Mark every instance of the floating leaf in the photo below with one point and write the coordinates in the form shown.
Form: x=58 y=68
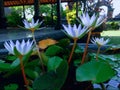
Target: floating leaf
x=53 y=79
x=95 y=71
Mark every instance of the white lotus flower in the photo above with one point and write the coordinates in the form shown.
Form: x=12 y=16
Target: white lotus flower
x=23 y=47
x=93 y=21
x=75 y=32
x=99 y=41
x=32 y=24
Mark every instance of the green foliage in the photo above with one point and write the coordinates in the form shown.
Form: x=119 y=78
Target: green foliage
x=95 y=71
x=64 y=42
x=112 y=25
x=11 y=87
x=14 y=19
x=54 y=78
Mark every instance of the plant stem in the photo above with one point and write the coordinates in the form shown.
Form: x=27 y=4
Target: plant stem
x=71 y=54
x=39 y=55
x=86 y=47
x=102 y=86
x=98 y=52
x=23 y=72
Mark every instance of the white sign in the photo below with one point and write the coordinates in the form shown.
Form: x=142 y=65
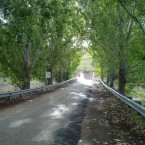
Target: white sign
x=48 y=75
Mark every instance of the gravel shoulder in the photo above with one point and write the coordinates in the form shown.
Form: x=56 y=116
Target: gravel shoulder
x=108 y=121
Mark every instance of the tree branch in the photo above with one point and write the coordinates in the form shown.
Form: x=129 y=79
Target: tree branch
x=132 y=16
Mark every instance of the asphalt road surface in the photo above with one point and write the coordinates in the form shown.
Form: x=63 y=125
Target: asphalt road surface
x=51 y=119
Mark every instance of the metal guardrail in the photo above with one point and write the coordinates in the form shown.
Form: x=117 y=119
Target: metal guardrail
x=45 y=88
x=139 y=108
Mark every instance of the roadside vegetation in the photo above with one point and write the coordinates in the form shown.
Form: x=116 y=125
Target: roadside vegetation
x=48 y=36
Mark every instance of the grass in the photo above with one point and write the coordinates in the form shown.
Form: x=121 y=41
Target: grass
x=5 y=85
x=139 y=93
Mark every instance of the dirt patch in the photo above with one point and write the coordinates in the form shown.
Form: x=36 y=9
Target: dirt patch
x=109 y=121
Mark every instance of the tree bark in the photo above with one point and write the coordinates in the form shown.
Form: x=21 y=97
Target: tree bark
x=60 y=75
x=122 y=77
x=50 y=80
x=27 y=69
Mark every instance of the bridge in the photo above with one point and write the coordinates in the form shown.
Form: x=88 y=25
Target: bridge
x=82 y=113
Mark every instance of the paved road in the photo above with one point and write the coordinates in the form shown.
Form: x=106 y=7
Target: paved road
x=42 y=120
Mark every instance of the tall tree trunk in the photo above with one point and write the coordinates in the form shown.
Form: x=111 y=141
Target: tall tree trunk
x=60 y=75
x=122 y=77
x=50 y=80
x=27 y=69
x=112 y=81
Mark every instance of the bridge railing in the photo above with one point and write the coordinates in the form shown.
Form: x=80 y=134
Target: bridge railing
x=45 y=88
x=139 y=108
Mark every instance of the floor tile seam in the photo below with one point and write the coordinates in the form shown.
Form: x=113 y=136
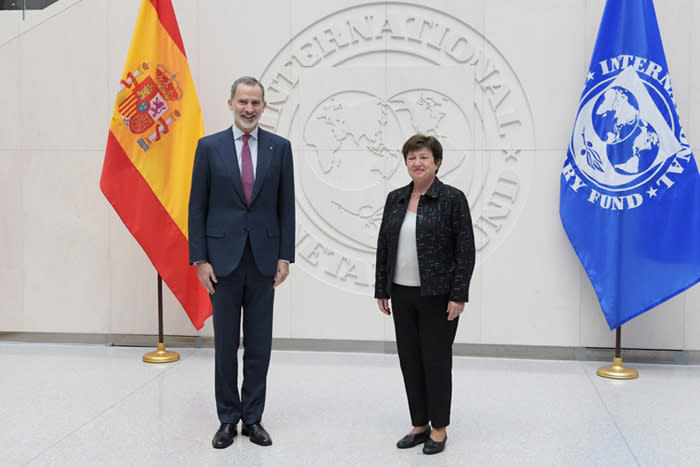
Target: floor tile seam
x=103 y=411
x=610 y=415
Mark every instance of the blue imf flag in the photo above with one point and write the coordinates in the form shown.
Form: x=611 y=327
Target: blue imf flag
x=630 y=188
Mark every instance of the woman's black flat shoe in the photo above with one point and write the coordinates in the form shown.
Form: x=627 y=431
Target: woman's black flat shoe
x=410 y=441
x=434 y=447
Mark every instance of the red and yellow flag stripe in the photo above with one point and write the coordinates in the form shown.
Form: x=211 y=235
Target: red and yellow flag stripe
x=148 y=162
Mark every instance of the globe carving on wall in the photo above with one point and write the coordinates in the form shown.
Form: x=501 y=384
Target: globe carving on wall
x=355 y=137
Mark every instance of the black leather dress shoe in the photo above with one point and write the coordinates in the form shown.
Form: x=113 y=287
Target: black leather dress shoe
x=257 y=434
x=224 y=436
x=434 y=447
x=409 y=441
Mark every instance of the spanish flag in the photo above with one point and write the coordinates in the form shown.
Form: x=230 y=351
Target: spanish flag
x=150 y=151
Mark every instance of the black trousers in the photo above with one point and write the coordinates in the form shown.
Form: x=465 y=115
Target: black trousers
x=424 y=339
x=247 y=289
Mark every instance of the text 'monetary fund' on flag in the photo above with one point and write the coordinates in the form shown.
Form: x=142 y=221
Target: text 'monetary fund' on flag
x=152 y=138
x=630 y=188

→ **EXERCISE**:
Rewrite all of the data above, changing every "with one point" to "with a single point" and leaving everything else unchanged. Leave the pictures out of your answer.

→ **TASK OUTPUT**:
Mark every instance of the floating leaf in the photo below with a single point and write the coordinates in the form shown.
Form: x=58 y=68
Target: floating leaf
x=53 y=79
x=95 y=71
Mark every instance of the white lotus flower in the photo above with a single point and write the coordinates in the form shown.
Form: x=12 y=16
Target: white lotus flower
x=23 y=47
x=93 y=21
x=75 y=32
x=99 y=41
x=32 y=24
Mark every instance of the green foliage in the photo above with a single point and write the coordinates in the form shown.
Form: x=119 y=78
Target: green foliage
x=95 y=71
x=64 y=42
x=112 y=25
x=11 y=87
x=14 y=19
x=54 y=78
Mark every instance of the plant stem in the photo above with a single point and write the coordinates in the form shown.
Form: x=27 y=4
Target: plant stem
x=71 y=54
x=39 y=55
x=86 y=47
x=102 y=86
x=98 y=52
x=23 y=72
Mark every instance of the white sign in the photo below with a single point and write the coordinates in the form shown.
Form: x=142 y=65
Target: white sign
x=48 y=75
Mark every instance of the gravel shoulder in the photo above with a single point and write the coordinates in the form shown.
Form: x=56 y=116
Target: gravel shoulder
x=108 y=121
Mark every instance of the tree branch in the photo above with a single point and write the coordinates in the form shown.
Form: x=129 y=79
Target: tree branch
x=132 y=16
Mark every instance of the asphalt road surface in the photo above with a single point and write the coordinates in the form shown.
Form: x=63 y=125
Target: asphalt road surface
x=51 y=119
Mark every instance of the metal guardrail in the photo above with a single point and write the coordinates in the form shown.
Form: x=117 y=119
Target: metal guardrail
x=45 y=88
x=139 y=108
Mark every instance of the roadside vegetation in the photo above with a single point and write the coordinates in the form shown.
Form: x=116 y=125
Target: roadside vegetation
x=48 y=36
Mark every instance of the grass in the photo above with a single point and write the coordinates in the form shown.
Form: x=121 y=41
Target: grass
x=5 y=85
x=139 y=93
Mark every instance of the dirt patch in the photo above with a single point and write the coordinates in the form shown.
Form: x=36 y=9
Target: dirt patch
x=109 y=121
Mark every instance of the tree bark in the photo above with a single point and write the coordinates in the form shown.
Form: x=21 y=97
Target: tree bark
x=60 y=75
x=122 y=77
x=50 y=80
x=27 y=69
Mark every instance of the bridge in the photo above with a single point and write the coordinates in the form shown.
Form: x=88 y=25
Target: bridge
x=82 y=113
Mark every instance of the paved road in the photo above with a single point and write the coordinates in the form shown.
Form: x=106 y=7
Target: paved road
x=42 y=120
Mark every instance of the tall tree trunk in the photo above with a single point and write the coordinates in the form shown.
Form: x=111 y=141
Target: tall tree trunk
x=60 y=75
x=122 y=77
x=50 y=80
x=27 y=69
x=112 y=81
Mark every instance of the bridge railing in the photo above with a single point and write the coordinates in the form shown.
Form: x=80 y=134
Target: bridge railing
x=45 y=88
x=139 y=108
Mark every instance of the floor tile seam in the photo below with a single point and write the coordinates in the form shown.
Form: x=113 y=136
Target: floor tile seam
x=103 y=411
x=610 y=415
Mark every instance of the blue imf flag in the photo above with a single point and write the coordinates in the form shown.
Form: x=611 y=327
Target: blue imf flag
x=630 y=188
Mark every instance of the woman's black flat shoe in the photo above with a single point and write the coordinates in the form shown.
Form: x=627 y=431
Target: woman's black flat shoe
x=410 y=441
x=434 y=447
Mark every instance of the red and yellow flag stripe in the photo above with a single point and write the coordinates in the form shown.
Form: x=211 y=235
Target: red and yellow flag stripe
x=148 y=162
Mark every instance of the globe carving on wall in the photo above with a single point and write the coordinates in the form shown.
Form: x=501 y=384
Target: globe carving on wall
x=355 y=137
Mark every instance of the black leather dress shoe in the photo above with a single point and write the coordinates in the form shown.
Form: x=113 y=287
Target: black leather dress shoe
x=257 y=434
x=224 y=436
x=434 y=447
x=409 y=441
Mark every instance of the spanish flag in the photo above with a single point and write the coordinates in the form shown.
Form: x=230 y=351
Target: spanish flag
x=150 y=151
Mark every instance of the black trousers in the photo above with a single point and write the coordinates in the form shown.
Form: x=465 y=115
Target: black trousers
x=424 y=339
x=247 y=289
Mark every instance of the text 'monetary fund' on flag in the photo above with a single point and write the coordinates in the form shown.
Form: x=142 y=221
Target: text 'monetary fund' on flag
x=152 y=138
x=630 y=188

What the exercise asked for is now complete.